-- Opening Marker --

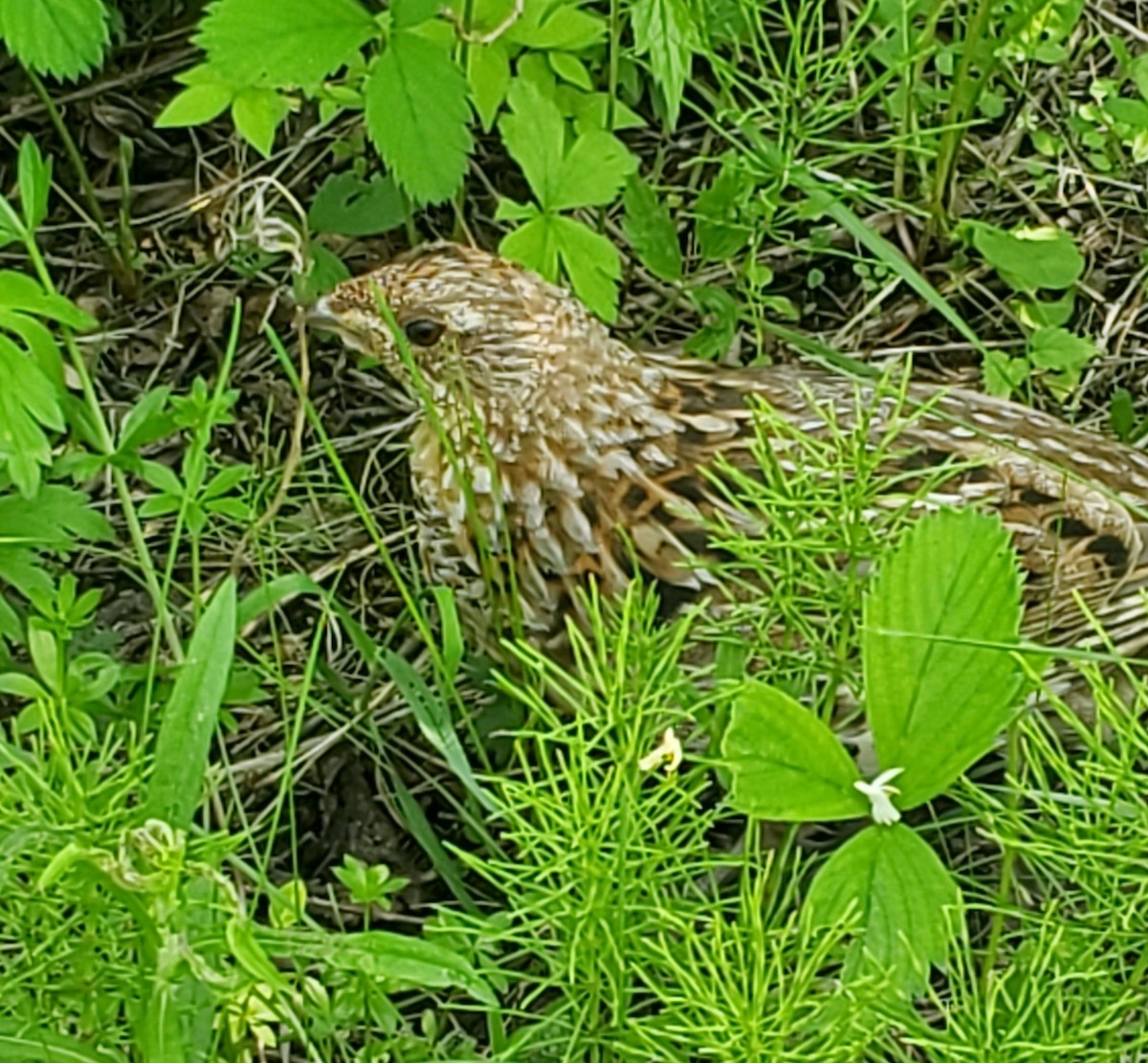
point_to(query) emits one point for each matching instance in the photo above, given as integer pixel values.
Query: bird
(546, 454)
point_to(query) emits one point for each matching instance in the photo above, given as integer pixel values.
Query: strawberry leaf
(63, 38)
(417, 116)
(284, 44)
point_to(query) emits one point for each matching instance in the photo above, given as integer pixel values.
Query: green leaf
(664, 30)
(353, 207)
(380, 954)
(545, 24)
(406, 13)
(284, 44)
(21, 1043)
(650, 230)
(188, 722)
(56, 518)
(488, 73)
(62, 38)
(902, 896)
(592, 264)
(1060, 349)
(433, 717)
(34, 183)
(1004, 375)
(534, 134)
(1028, 259)
(21, 292)
(785, 764)
(936, 699)
(721, 315)
(571, 69)
(196, 104)
(412, 90)
(257, 113)
(720, 228)
(29, 403)
(534, 245)
(591, 172)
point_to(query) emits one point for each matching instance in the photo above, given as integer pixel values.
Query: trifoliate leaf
(650, 230)
(285, 42)
(1028, 259)
(257, 113)
(534, 245)
(786, 764)
(29, 403)
(906, 902)
(534, 134)
(353, 207)
(591, 172)
(417, 116)
(664, 30)
(592, 264)
(544, 24)
(63, 38)
(195, 104)
(56, 518)
(938, 696)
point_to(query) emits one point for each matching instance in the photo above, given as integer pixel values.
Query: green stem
(1008, 862)
(107, 448)
(965, 91)
(124, 277)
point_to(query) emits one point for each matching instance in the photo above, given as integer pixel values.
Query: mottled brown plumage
(544, 436)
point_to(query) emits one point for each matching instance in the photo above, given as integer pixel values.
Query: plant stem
(1008, 861)
(107, 449)
(124, 276)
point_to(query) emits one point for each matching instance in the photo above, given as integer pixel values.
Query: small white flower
(878, 792)
(667, 753)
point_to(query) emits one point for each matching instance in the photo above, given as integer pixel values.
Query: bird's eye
(423, 332)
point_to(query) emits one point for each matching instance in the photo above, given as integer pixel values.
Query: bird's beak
(321, 316)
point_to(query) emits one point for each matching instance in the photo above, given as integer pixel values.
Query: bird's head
(470, 321)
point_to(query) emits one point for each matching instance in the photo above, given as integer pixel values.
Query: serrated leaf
(412, 90)
(284, 44)
(592, 264)
(257, 113)
(786, 764)
(1030, 259)
(664, 30)
(488, 73)
(904, 897)
(63, 38)
(591, 173)
(353, 207)
(650, 230)
(936, 698)
(189, 717)
(34, 183)
(196, 104)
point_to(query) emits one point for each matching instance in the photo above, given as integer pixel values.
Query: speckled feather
(562, 435)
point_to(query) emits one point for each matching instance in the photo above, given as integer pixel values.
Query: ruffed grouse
(545, 441)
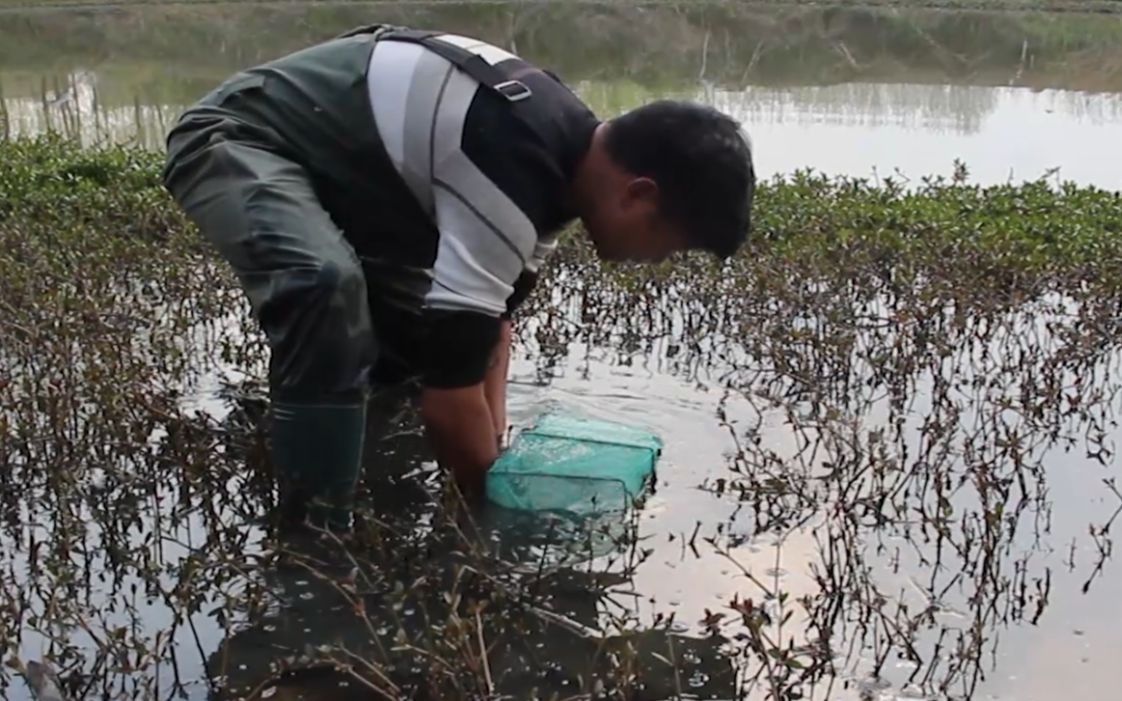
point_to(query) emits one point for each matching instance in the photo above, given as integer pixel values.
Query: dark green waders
(246, 165)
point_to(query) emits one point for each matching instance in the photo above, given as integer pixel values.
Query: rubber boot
(318, 452)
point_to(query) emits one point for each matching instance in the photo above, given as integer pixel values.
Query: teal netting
(576, 464)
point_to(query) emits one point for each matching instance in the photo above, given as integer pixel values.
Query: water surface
(836, 92)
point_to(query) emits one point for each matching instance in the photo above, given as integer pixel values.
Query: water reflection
(862, 129)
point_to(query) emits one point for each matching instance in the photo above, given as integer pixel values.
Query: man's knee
(320, 331)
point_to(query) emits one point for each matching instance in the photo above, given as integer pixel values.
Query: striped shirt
(494, 187)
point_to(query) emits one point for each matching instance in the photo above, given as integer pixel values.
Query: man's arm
(459, 425)
(495, 381)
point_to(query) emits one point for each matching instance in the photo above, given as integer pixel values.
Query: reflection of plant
(926, 347)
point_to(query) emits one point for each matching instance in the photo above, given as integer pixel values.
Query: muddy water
(1035, 617)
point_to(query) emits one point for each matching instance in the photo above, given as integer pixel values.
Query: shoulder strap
(470, 63)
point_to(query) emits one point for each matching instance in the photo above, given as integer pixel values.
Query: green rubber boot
(318, 452)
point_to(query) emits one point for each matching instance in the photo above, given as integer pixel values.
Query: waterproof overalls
(284, 173)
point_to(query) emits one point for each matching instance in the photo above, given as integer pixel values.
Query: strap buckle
(514, 90)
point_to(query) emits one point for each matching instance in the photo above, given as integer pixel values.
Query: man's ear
(643, 190)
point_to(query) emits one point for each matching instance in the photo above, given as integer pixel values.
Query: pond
(928, 497)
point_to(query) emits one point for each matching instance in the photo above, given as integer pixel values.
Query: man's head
(667, 177)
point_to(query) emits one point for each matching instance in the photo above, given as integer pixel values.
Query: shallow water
(1031, 646)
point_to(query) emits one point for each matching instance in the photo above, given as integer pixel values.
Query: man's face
(626, 226)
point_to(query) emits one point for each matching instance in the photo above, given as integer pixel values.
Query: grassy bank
(849, 292)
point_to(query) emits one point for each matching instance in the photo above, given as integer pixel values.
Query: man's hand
(461, 430)
(495, 381)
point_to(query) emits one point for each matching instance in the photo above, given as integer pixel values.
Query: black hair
(701, 160)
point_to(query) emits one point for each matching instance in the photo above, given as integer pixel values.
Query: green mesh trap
(576, 464)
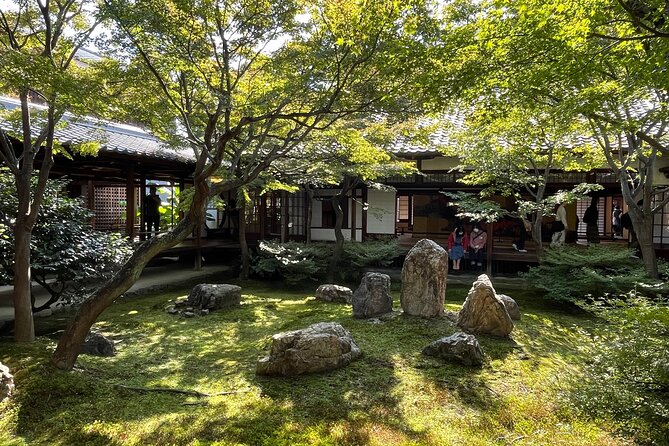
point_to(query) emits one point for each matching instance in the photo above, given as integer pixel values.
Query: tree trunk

-- Closing Marker --

## What to work on
What you give back must be the data above, reproduced exactly and free of pictures.

## Answer box
point_to(query) emits one point for each matching instance in the photo above, given as integer pixel values.
Query: bird
(546, 454)
point_to(query) emits one point for each matching instance in the photo above, given as integer pixel values.
Query: strawberry leaf
(63, 38)
(417, 116)
(284, 44)
point_to(query) emits one point for each matching instance in the photo above, given as integer pixel values.
Query: green leaf
(664, 30)
(353, 207)
(380, 954)
(545, 24)
(406, 13)
(284, 44)
(21, 1043)
(650, 230)
(188, 722)
(56, 518)
(488, 73)
(62, 38)
(902, 896)
(592, 264)
(1060, 349)
(433, 717)
(34, 183)
(1004, 375)
(534, 134)
(1028, 259)
(21, 292)
(785, 764)
(936, 699)
(721, 315)
(571, 69)
(196, 104)
(412, 90)
(257, 113)
(720, 228)
(29, 403)
(534, 245)
(591, 172)
point_to(query) emits one point for each matching instance in the photo above, given as integer pixel values.
Query: trifoliate leaf
(650, 230)
(285, 42)
(1028, 259)
(257, 113)
(534, 245)
(786, 764)
(29, 403)
(906, 902)
(534, 134)
(353, 207)
(591, 172)
(417, 116)
(664, 30)
(592, 264)
(544, 24)
(63, 38)
(195, 104)
(56, 518)
(938, 696)
point_to(query) emits one point for each matching instance in the photo above, given as integer pixel values.
Query: green stem
(1008, 862)
(107, 448)
(965, 91)
(124, 277)
point_to(query) emits one point for each matching instance in the photo above, given as integer pixel values.
Query: mottled brown plumage
(544, 436)
point_to(query) emits one point for each matching instance in the photo above, given as integer pixel values.
Query: plant stem
(1008, 861)
(107, 449)
(124, 276)
point_to(query) emits one point for each matching instance in the photo above, given as integer pixel values.
Query: small white flower
(878, 792)
(667, 753)
point_to(query) emits one point for each matching instance in the photo above, given as integer pixel values.
Query: bird's eye
(423, 332)
point_to(query) emits one point for each matching instance in the photo above, given as integer pixel values.
Query: bird's beak
(321, 316)
point_to(query) emits one point for each matching instance in the photo above, given as integer pixel values.
Query: bird's head
(470, 321)
point_to(query) emits one point for each matching instance in the photo above, given as integer pixel values.
Query: serrated leaf
(412, 90)
(284, 44)
(592, 264)
(257, 113)
(786, 764)
(1030, 259)
(664, 30)
(488, 73)
(904, 897)
(63, 38)
(591, 173)
(353, 207)
(650, 230)
(936, 698)
(189, 717)
(34, 183)
(196, 104)
point_to(query) emits one point for each matching instance in the photo above, given as integer pixel values.
Query: speckled feather
(562, 435)
point_to(query) emits one point for each matching instance in the photo above, given as integer pixel values.
Query: ruffed grouse
(545, 441)
point_to(query) emits one point for each matching instance in the photo above, given as integer pixel values.
Query: dark green waders
(246, 165)
point_to(query) emits one point for each matching instance in the photo above, given as integer pixel values.
Query: rubber boot
(318, 452)
point_to(query) emits one point for each matching instance in the photo above, given as integer pixel values.
Query: teal netting
(576, 464)
point_to(query) emits one point for each matching instance in the photo above, given as integer pixel values.
Query: water surface
(836, 92)
point_to(query) emits one point for each matching instance in the photo above, given as integer pixel values.
Query: water reflection
(862, 129)
point_to(query) emits one point for each matching instance in the photo above, given as integer pixel values.
Query: man's knee
(320, 331)
point_to(query) emits one point for each matching instance in the photo above, given as integer pixel values.
Query: striped shirt
(494, 187)
point_to(query) emits one point for each matching instance in the photo above, given as integer pixel values.
Query: man's arm
(459, 425)
(495, 381)
point_to(query) emits one point for each matching instance in the photo above, given as integer pixel values.
Query: reflection of plant
(926, 347)
point_to(query) emits one point for each matching instance in the photo above, given as integer pixel values.
Query: muddy water
(1035, 617)
point_to(query) emits one point for each matching instance in the photo above, given as integer pixel values.
Query: shoulder strap
(470, 63)
point_to(query) emits one point for each matching instance in the photo above, given as integer pixel values.
Query: green rubber boot
(318, 452)
point_to(query) emits one point for each matching instance in the photo above, given as integer pixel values.
Query: waterproof overalls
(284, 173)
point_to(query) emits one point for each matching instance in the photo above, given as integer pixel values.
Query: strap buckle
(514, 90)
point_to(query) emits one point for each matching instance in the photo above, given as integer pixel values.
Query: man's ear
(643, 190)
point_to(query) emits one point for each matching instance in the photo above, given as integer pixel values.
Query: pond
(928, 497)
point_to(query) emits one point for each matching instance in the photo above, given as integer pixel values.
Query: man's head
(667, 177)
point_to(query) emits one point for each matching instance in the photo above, given as integer pixel values.
Query: shallow water
(1031, 646)
point_to(query) emits one point for each matching instance in the photo above, given as integer pixel values.
Query: man's face
(626, 226)
point_to(query) emits one point for each matching instance in the photo above, given as integer pixel values.
Query: grassy bank
(849, 292)
point_to(query) emits one point for each matching instance in the photo above, given as integer pixel values.
Query: man's hand
(461, 430)
(495, 381)
point_to(query) emits one point for each matching instance in the photo above, given as integer pixel values.
Query: black hair
(701, 160)
point_to(query) emits one point for each matching instance in the photo above, given as integer pixel values.
Query: green mesh trap
(576, 464)
point_to(query) emits one point for each matching instance in the photo above, given as integer pixel values.
Query: tree trunk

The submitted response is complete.